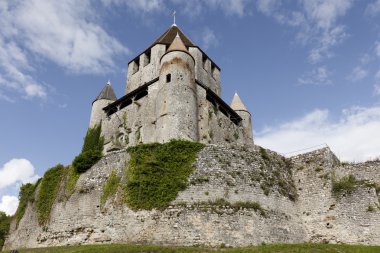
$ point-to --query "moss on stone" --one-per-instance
(71, 181)
(91, 150)
(157, 172)
(48, 192)
(26, 195)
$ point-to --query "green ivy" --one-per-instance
(25, 196)
(48, 191)
(91, 150)
(93, 139)
(5, 221)
(157, 172)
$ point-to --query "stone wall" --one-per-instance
(296, 195)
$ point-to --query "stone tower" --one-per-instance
(238, 106)
(105, 97)
(176, 110)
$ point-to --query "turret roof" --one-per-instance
(169, 35)
(107, 93)
(237, 104)
(177, 45)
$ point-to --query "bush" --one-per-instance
(25, 196)
(91, 150)
(93, 139)
(71, 181)
(4, 227)
(157, 172)
(86, 160)
(47, 194)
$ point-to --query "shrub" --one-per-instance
(86, 160)
(91, 150)
(71, 181)
(4, 227)
(25, 196)
(157, 172)
(346, 184)
(93, 139)
(110, 187)
(47, 194)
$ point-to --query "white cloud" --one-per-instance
(66, 33)
(209, 38)
(9, 204)
(228, 7)
(138, 5)
(318, 76)
(17, 170)
(353, 137)
(373, 8)
(358, 73)
(316, 22)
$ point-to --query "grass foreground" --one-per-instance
(270, 248)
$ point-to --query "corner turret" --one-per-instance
(105, 97)
(238, 106)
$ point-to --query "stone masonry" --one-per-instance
(295, 193)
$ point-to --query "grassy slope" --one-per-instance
(275, 248)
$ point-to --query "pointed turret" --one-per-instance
(107, 93)
(105, 97)
(238, 106)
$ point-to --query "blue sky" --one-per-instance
(308, 70)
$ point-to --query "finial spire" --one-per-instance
(174, 12)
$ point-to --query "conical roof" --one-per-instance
(107, 93)
(177, 45)
(237, 104)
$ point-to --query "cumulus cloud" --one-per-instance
(9, 204)
(209, 38)
(228, 7)
(66, 33)
(318, 76)
(139, 6)
(358, 73)
(15, 171)
(353, 137)
(373, 8)
(377, 89)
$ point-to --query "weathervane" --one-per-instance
(174, 12)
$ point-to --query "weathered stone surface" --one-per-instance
(234, 173)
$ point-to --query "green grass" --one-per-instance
(48, 192)
(271, 248)
(26, 195)
(157, 172)
(110, 187)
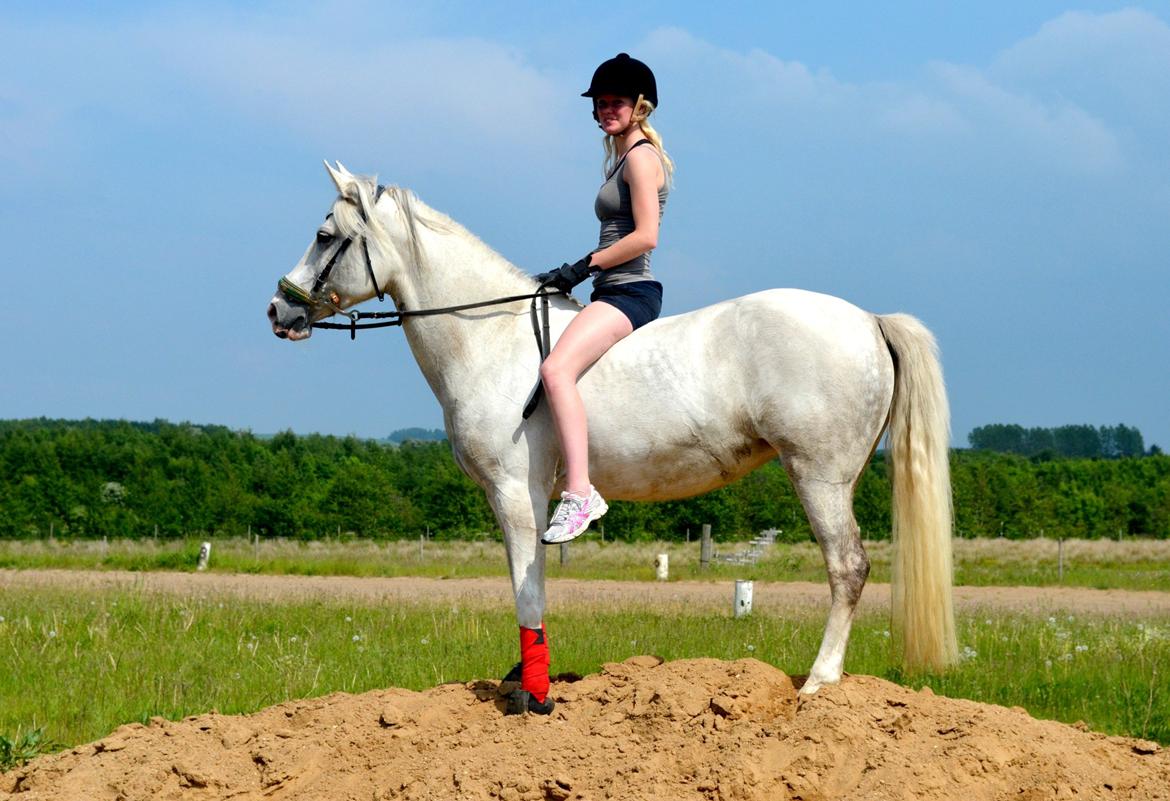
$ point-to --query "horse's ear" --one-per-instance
(342, 178)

Exercise aim: Rewrite every row above with each instance of "stone" changed to "rock" and everything else left the same. Leave the pictures out.

Written answer:
$ point-to --query "moss on rock" --one-per-instance
(71, 181)
(91, 150)
(157, 172)
(48, 192)
(26, 195)
$ point-to --query "green ivy" --one-per-instance
(25, 196)
(48, 191)
(91, 150)
(93, 139)
(5, 221)
(157, 172)
$ point-to --query "rock wall" --one-per-instance
(296, 195)
$ point-to --query "rock tower" --one-per-instance
(238, 106)
(105, 97)
(176, 110)
$ point-to --query "turret roof" --one-per-instance
(169, 35)
(107, 93)
(237, 104)
(177, 45)
$ point-to --query "bush" --one-per-instance
(25, 196)
(91, 150)
(93, 139)
(71, 181)
(4, 227)
(157, 172)
(86, 160)
(47, 194)
$ point-to --query "shrub" --one-per-instance
(86, 160)
(91, 150)
(71, 181)
(4, 227)
(25, 196)
(157, 172)
(346, 184)
(93, 139)
(110, 187)
(47, 194)
$ point-to --query "white cloud" --one-per-instance
(66, 33)
(209, 38)
(9, 204)
(228, 7)
(138, 5)
(318, 76)
(17, 170)
(353, 137)
(373, 8)
(358, 73)
(316, 22)
$ point-to --query "grass foreground" --one-per-instance
(270, 248)
$ point-to --query "corner turret" --one-per-instance
(105, 97)
(238, 106)
$ point-to --query "rock masonry" --one-per-instance
(295, 193)
$ point-to --query "grassy slope" --one-per-instance
(275, 248)
$ point-to --query "pointed turret" --one-per-instance
(107, 93)
(105, 97)
(238, 106)
$ point-to --query "blue sky" --one-per-instance
(308, 70)
$ point-to --query "finial spire" --one-per-instance
(174, 12)
$ point-to --query "conical roof" --one-per-instance
(107, 93)
(177, 45)
(237, 104)
$ point-to --query "cumulus cloud" --one-per-instance
(9, 204)
(209, 38)
(228, 7)
(66, 33)
(318, 76)
(139, 6)
(358, 73)
(15, 171)
(353, 137)
(373, 8)
(377, 89)
$ point-to --query "weathervane" --one-per-instance
(174, 12)
$ point-to --query "weathered rock surface" --one-per-instance
(234, 173)
$ point-to --query "green grass" --one-per-instance
(48, 192)
(271, 248)
(26, 195)
(157, 172)
(110, 187)
$ point-to --query "horse's ear" --one-per-instance
(342, 178)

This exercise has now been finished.